Each line from the one containing "of the framed" through the end of the listing below must be copied exactly; pictures are excluded.

-- Begin Recorded data --

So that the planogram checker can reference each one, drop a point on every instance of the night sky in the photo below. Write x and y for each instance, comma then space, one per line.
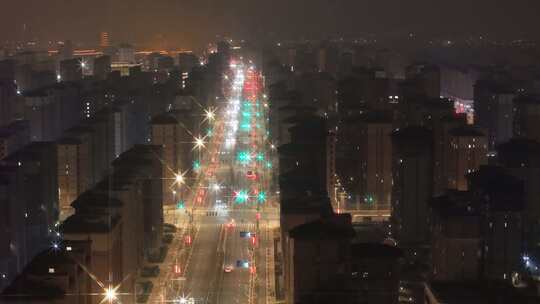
187, 23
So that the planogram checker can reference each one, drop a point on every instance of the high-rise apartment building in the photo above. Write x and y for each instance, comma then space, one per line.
375, 165
412, 167
494, 111
467, 151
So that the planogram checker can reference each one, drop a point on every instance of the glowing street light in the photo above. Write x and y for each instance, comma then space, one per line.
110, 294
196, 165
244, 157
210, 114
179, 178
261, 197
199, 142
241, 196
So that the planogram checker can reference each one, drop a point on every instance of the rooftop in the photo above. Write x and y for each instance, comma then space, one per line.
322, 229
375, 250
466, 131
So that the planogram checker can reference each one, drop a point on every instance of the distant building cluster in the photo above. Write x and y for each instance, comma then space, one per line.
91, 145
404, 178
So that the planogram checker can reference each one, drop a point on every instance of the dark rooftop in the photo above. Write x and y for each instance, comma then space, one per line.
375, 250
164, 119
466, 131
322, 229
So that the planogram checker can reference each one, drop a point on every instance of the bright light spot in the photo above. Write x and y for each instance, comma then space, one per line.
261, 197
199, 142
179, 178
110, 294
196, 165
241, 196
210, 114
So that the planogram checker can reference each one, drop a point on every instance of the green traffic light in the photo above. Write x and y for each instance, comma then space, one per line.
243, 157
261, 197
241, 197
196, 165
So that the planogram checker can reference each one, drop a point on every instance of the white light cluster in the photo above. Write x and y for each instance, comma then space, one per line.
233, 106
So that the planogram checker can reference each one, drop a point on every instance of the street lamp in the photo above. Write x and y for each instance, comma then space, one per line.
199, 142
179, 178
210, 114
110, 294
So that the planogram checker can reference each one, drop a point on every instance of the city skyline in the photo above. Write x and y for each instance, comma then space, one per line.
191, 24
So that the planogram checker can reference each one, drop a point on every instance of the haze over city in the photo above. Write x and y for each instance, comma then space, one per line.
269, 152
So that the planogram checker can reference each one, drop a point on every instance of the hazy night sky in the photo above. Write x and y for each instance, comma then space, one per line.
191, 22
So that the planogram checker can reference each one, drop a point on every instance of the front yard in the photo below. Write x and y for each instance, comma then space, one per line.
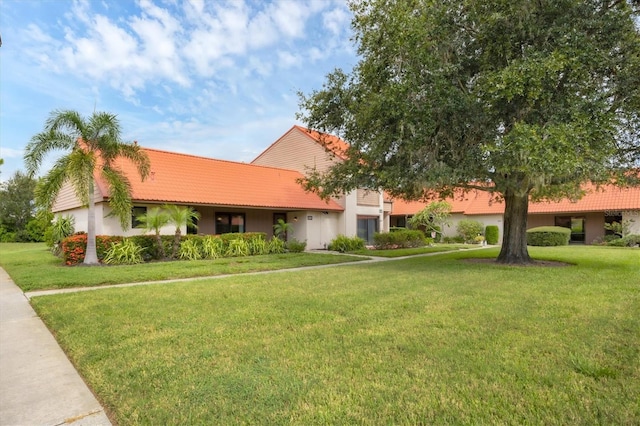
426, 340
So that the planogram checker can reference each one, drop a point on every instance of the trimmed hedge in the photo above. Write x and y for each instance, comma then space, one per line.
75, 246
546, 236
344, 244
492, 234
631, 240
469, 229
232, 244
404, 238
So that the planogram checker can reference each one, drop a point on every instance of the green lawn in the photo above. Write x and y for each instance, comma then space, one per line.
428, 340
33, 267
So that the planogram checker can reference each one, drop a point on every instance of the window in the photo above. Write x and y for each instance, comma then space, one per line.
229, 222
193, 229
576, 224
367, 226
609, 220
278, 216
135, 213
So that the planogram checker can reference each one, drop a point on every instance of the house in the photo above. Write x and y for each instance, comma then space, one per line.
230, 197
585, 217
364, 211
240, 197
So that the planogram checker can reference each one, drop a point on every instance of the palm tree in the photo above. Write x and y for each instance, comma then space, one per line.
154, 220
181, 216
92, 145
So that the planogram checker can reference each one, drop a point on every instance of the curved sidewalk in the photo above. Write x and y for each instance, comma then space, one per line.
38, 383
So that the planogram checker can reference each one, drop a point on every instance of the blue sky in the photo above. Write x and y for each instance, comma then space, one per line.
212, 78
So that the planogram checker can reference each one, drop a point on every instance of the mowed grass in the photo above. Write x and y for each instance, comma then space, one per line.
33, 267
438, 248
428, 340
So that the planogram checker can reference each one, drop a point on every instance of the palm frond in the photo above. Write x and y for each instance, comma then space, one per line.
49, 186
120, 195
138, 157
42, 144
66, 121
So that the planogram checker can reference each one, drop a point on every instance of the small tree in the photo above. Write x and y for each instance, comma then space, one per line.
181, 216
469, 229
620, 229
433, 217
154, 220
92, 147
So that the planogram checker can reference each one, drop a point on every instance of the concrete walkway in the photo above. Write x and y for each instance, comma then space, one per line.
38, 384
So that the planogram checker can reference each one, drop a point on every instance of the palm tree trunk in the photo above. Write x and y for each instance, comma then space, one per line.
91, 255
160, 245
176, 243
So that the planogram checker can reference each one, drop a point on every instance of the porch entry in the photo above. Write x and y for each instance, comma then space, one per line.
367, 227
576, 224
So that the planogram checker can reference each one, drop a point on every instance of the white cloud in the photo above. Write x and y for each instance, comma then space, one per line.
288, 60
10, 152
336, 20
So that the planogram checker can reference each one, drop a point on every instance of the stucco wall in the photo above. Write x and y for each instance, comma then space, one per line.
295, 151
316, 228
633, 218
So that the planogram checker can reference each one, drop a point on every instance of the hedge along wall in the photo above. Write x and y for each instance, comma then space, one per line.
74, 247
548, 236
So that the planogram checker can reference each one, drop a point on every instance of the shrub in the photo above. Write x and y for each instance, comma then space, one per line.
276, 246
492, 234
257, 245
399, 239
237, 248
74, 247
212, 247
631, 240
344, 244
453, 240
469, 230
149, 244
548, 236
124, 252
295, 246
190, 249
60, 229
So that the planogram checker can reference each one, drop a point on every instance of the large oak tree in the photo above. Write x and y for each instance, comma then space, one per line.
525, 99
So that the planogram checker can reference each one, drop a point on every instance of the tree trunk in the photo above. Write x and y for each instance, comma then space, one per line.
91, 255
176, 243
514, 241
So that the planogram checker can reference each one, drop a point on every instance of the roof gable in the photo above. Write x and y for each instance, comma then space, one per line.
189, 179
331, 144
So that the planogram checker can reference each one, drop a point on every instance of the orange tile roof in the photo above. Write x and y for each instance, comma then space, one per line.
606, 198
329, 142
188, 179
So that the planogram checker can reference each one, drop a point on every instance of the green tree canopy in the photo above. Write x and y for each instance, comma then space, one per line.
92, 146
519, 98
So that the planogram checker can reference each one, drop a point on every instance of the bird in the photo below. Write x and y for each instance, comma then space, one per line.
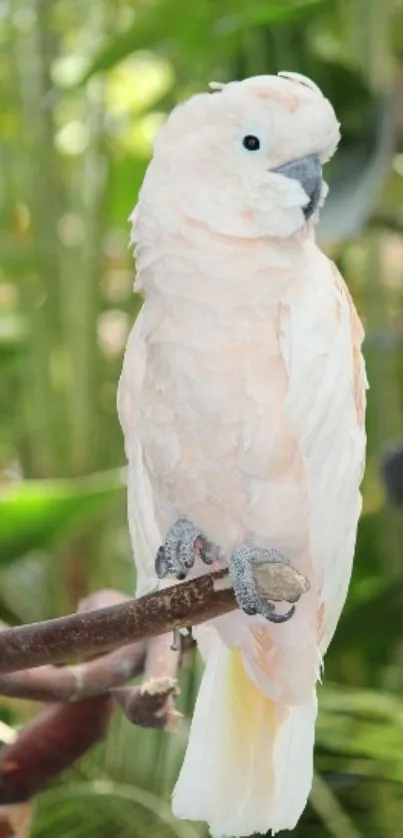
242, 401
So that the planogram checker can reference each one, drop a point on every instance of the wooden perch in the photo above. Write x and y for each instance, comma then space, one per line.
181, 605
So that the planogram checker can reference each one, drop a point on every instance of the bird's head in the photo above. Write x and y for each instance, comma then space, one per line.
246, 159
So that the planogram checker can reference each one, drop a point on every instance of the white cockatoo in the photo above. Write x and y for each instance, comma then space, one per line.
242, 402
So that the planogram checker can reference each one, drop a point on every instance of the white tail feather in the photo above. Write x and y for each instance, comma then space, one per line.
248, 766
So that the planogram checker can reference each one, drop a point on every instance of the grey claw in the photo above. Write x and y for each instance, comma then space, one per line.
249, 595
161, 568
183, 543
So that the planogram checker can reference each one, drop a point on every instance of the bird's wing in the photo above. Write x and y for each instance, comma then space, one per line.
144, 531
325, 409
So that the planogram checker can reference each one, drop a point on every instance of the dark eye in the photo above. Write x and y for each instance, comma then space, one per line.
251, 142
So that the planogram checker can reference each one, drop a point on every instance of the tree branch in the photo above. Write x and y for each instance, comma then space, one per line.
181, 605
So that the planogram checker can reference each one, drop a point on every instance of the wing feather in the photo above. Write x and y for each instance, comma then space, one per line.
144, 532
325, 408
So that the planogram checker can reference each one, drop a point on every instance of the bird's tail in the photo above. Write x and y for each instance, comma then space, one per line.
249, 762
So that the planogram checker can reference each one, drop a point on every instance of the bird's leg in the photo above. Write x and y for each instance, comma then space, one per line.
247, 573
183, 544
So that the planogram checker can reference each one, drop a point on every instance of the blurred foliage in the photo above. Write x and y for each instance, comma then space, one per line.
83, 88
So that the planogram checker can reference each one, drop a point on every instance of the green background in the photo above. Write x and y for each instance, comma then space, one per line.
83, 87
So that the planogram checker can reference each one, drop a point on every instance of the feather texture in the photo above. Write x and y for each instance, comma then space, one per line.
242, 401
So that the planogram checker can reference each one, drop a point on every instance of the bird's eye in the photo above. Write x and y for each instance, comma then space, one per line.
251, 143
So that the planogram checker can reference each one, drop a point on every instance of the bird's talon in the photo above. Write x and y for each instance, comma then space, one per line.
246, 570
183, 544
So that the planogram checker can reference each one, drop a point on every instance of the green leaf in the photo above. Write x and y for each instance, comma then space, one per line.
33, 514
187, 26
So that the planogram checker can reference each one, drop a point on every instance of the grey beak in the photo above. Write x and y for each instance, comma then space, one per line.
308, 171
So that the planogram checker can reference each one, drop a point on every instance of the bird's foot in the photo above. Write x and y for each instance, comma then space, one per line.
183, 544
247, 570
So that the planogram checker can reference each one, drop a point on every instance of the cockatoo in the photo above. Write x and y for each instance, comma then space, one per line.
242, 402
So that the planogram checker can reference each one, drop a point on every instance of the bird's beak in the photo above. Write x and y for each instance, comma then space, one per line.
308, 171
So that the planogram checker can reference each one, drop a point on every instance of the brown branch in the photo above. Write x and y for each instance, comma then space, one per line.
188, 603
153, 703
86, 633
76, 683
54, 739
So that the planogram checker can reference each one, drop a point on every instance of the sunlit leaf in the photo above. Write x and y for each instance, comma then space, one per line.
181, 24
35, 513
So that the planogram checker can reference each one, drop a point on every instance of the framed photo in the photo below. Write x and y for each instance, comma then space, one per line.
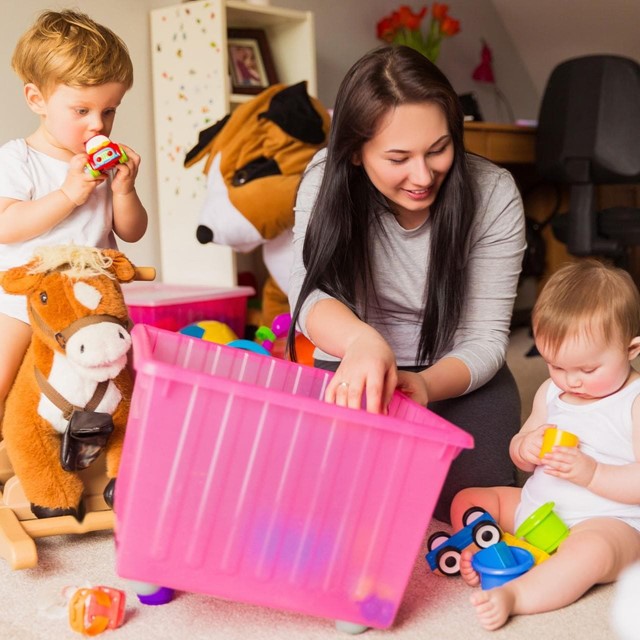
250, 63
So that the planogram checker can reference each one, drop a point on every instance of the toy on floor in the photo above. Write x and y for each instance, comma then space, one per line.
255, 159
285, 500
96, 609
103, 155
501, 563
543, 528
70, 399
444, 549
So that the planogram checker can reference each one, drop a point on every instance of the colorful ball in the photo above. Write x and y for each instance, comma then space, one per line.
211, 331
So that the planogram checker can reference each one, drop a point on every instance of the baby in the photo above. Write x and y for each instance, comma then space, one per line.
586, 323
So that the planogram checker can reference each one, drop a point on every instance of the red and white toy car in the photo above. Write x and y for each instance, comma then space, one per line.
103, 155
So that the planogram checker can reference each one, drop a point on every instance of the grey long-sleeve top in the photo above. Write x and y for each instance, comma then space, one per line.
400, 261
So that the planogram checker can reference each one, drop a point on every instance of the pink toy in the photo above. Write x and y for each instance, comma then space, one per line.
239, 481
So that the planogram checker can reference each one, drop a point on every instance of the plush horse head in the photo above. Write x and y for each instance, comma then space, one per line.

-- End Recorded data --

Expected answer:
So that the planogram checker can reference each one, drop a point on every instance of the framed photo in the photo below. Write x and y for each instance, comma then space, one per line.
250, 63
So that the planogram checker can reference each one, drop a point on every instance of the toy on floor in the photo above. Write x and y for each instance, comma then space, one per line.
255, 159
285, 500
96, 609
103, 155
501, 563
543, 528
70, 399
444, 549
So that the planogram checker can reference each one, drop a point on every instance of the colorful ball in the photo above. Write x and y for each instance, comma then space, one per line.
211, 331
So that the planogram checker can reference each one, drop a point on every instance of the baby in the photo above. Write x and y for each instance, comma then space, one per line.
586, 323
So that the planogram checker can reference each one, drop a point on every instance of the red and white toy car in the photo above. Write x and y for each instance, comma then space, one per line.
103, 155
So that the planogram checker can reference each one, drop a point on every instance of the grey long-sleeve top in the photo above. Write x and y for each instance, comma then space, one per line.
400, 261
So that the planogram checker can reference each one, drop a point on every instance of the pink toy in the photo above. Write x and y for each instance, comma then space, one per line.
239, 481
So that the planogram checker can reference each one, drop a point on every instance of the plush horse head in the photo above. Write x and y for each instance, comma then space, one per line.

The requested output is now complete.